§ **AVAILABLE RECORDS**

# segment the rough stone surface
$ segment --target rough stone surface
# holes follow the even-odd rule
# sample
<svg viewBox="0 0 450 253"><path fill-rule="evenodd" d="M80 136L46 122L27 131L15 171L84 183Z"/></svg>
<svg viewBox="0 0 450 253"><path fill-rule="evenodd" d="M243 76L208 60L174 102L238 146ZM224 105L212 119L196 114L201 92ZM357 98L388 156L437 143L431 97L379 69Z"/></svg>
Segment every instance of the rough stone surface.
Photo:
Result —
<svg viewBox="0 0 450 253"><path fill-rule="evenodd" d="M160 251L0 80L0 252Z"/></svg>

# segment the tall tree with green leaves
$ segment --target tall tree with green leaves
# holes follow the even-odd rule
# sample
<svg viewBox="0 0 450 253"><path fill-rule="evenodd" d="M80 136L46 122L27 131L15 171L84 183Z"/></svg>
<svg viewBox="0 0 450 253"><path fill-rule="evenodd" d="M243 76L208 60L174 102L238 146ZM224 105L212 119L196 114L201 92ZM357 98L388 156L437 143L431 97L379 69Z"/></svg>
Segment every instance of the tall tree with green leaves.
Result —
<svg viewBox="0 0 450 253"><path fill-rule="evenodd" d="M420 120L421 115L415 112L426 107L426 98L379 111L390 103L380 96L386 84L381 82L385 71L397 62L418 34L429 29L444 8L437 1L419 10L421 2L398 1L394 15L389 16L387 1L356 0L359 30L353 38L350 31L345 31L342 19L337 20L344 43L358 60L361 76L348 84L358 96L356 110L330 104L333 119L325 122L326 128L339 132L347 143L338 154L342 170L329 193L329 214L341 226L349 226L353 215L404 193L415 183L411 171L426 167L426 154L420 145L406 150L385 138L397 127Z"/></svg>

§ **WHAT YOU HAVE TO DO**
Can you write out these lines again, replacing every "Result" with "Output" and leaving everything else unchanged?

§ **SOLUTION FOR THIS PROBLEM**
# segment the rough stone surface
$ segment --target rough stone surface
# holes follow the even-odd rule
# sample
<svg viewBox="0 0 450 253"><path fill-rule="evenodd" d="M80 136L46 122L27 131L15 171L84 183Z"/></svg>
<svg viewBox="0 0 450 253"><path fill-rule="evenodd" d="M243 76L208 60L174 102L238 146ZM224 105L212 119L196 114L201 92ZM357 98L388 156L437 143L431 97L379 69Z"/></svg>
Segment every instance of the rough stone surface.
Photo:
Output —
<svg viewBox="0 0 450 253"><path fill-rule="evenodd" d="M160 251L0 80L0 252Z"/></svg>

# segment the tall tree with green leaves
$ segment --target tall tree with green leaves
# holes follow the even-odd rule
# sample
<svg viewBox="0 0 450 253"><path fill-rule="evenodd" d="M80 136L46 122L27 131L15 171L84 183Z"/></svg>
<svg viewBox="0 0 450 253"><path fill-rule="evenodd" d="M243 76L208 60L174 102L238 146ZM224 105L212 119L196 114L201 92ZM357 98L388 156L437 143L431 97L379 69Z"/></svg>
Segment every instance of the tall tree with green leaves.
Output —
<svg viewBox="0 0 450 253"><path fill-rule="evenodd" d="M420 120L421 115L415 112L426 107L426 98L379 111L390 103L380 96L386 84L381 82L385 71L397 62L418 34L429 29L444 8L437 1L419 10L421 2L398 1L394 15L389 16L387 1L356 0L359 30L353 38L350 31L345 31L342 19L337 20L344 43L358 60L361 76L348 84L358 96L356 110L330 104L333 119L325 122L326 128L339 132L347 143L338 154L342 170L329 193L329 214L341 226L349 226L353 215L404 193L415 183L411 171L426 167L426 154L420 145L406 150L385 138L397 127Z"/></svg>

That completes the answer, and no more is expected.